Wypisz bez żadnych zmian wszystkie poniższe dane, wiersz po wierszu.

**** WYBRANE DANE

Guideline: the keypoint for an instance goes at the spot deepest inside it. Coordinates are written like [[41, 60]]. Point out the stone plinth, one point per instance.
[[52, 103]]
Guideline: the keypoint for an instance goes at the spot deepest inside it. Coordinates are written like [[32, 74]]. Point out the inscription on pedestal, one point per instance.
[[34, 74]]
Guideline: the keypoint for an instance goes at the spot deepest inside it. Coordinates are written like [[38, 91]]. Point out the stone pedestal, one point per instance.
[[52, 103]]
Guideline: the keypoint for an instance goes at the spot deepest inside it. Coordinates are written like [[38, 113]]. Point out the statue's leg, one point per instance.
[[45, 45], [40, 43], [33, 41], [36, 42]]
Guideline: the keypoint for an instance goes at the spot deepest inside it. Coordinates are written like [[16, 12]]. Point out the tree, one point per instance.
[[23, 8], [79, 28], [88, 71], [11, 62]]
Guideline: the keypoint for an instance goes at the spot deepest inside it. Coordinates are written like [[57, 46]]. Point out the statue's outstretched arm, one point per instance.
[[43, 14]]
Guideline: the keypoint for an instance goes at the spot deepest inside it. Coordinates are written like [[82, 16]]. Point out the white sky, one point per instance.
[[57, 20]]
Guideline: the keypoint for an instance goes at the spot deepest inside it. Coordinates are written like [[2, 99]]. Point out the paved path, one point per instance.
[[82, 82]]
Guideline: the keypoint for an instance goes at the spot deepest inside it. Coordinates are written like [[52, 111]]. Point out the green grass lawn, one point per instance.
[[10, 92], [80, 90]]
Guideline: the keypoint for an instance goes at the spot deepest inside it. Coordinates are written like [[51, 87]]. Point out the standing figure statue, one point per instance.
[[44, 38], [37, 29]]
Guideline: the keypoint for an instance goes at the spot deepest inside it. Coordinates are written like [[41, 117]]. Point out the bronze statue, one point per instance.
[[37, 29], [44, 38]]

********

WYNIK ZADANIA -
Guideline: the keypoint for an instance goes at the spot deepest inside it. Coordinates are written like [[41, 60]]. Point out the stone plinth, one point per instance.
[[52, 103]]
Guideline: the keypoint for an instance goes at the spot deepest inside it. Coordinates are written like [[32, 74]]. Point out the inscription on pedestal, one point per instance.
[[34, 74]]
Guideline: the keypoint for an instance goes at the spot deepest inside it. Coordinates are written like [[38, 91]]. Point out the stone pedestal, one point per instance.
[[52, 103]]
Guideline: the keypoint for an instance goes at the spot deepest inside it. Coordinates are written like [[38, 113]]. Point out the statue's leg, one point per instance.
[[45, 45], [40, 43], [33, 41], [36, 42]]
Guideline: the keypoint for an instance goes at the spot deepest inside it. Coordinates are written like [[16, 12]]. Point out the tree, one point per instance.
[[23, 8], [79, 28], [88, 71], [11, 62]]
Guideline: the keypoint for an instance goes at the spot deepest inside it. Coordinates are written like [[57, 46]]. Point out the statue's outstretched arm, one point per instance.
[[43, 14]]
Guideline: the keypoint for an instance goes at the spot deepest inside it. Coordinates are written like [[82, 16]]. Point out the white sky, one point per instance.
[[57, 20]]
Guideline: the keypoint for an instance goes at the spot deepest inside it. Coordinates are written like [[2, 99]]. Point out the paved path, one point per instance.
[[82, 82]]
Guideline: the keypoint for an instance goes at the spot deepest inside it. Coordinates are written like [[52, 111]]. Point out the green grass lawn, one point per instance.
[[10, 92], [80, 90]]
Guideline: the keypoint for an instance goes at the spot deepest inside it. Coordinates are written like [[51, 87]]. Point out the standing figure statue, one point per instance.
[[44, 38], [37, 29]]
Guideline: the keypoint for an instance goes at the spot deepest inside it. Coordinates are written like [[41, 117]]. Point out the bronze statue, one point per instance.
[[37, 29], [44, 38]]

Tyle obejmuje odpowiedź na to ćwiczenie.